• [Work instructions]
Find each line in the rows below that contains the word "with", and copy those lines out.
○ ○ ○ ○
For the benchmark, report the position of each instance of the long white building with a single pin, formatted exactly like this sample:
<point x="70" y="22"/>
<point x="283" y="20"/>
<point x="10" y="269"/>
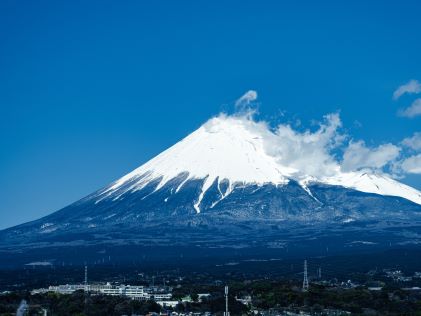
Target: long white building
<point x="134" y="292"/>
○ ○ ○ ○
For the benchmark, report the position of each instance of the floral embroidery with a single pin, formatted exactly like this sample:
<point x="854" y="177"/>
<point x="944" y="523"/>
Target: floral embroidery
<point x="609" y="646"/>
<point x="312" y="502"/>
○ ○ ○ ○
• [Result]
For the benchmark, report the position of each instance of the long white building with a single pin, formatted exactly like this sample:
For the benchmark, report the position of each instance of the floral embroidery with a single pin, formatted exactly like this sample:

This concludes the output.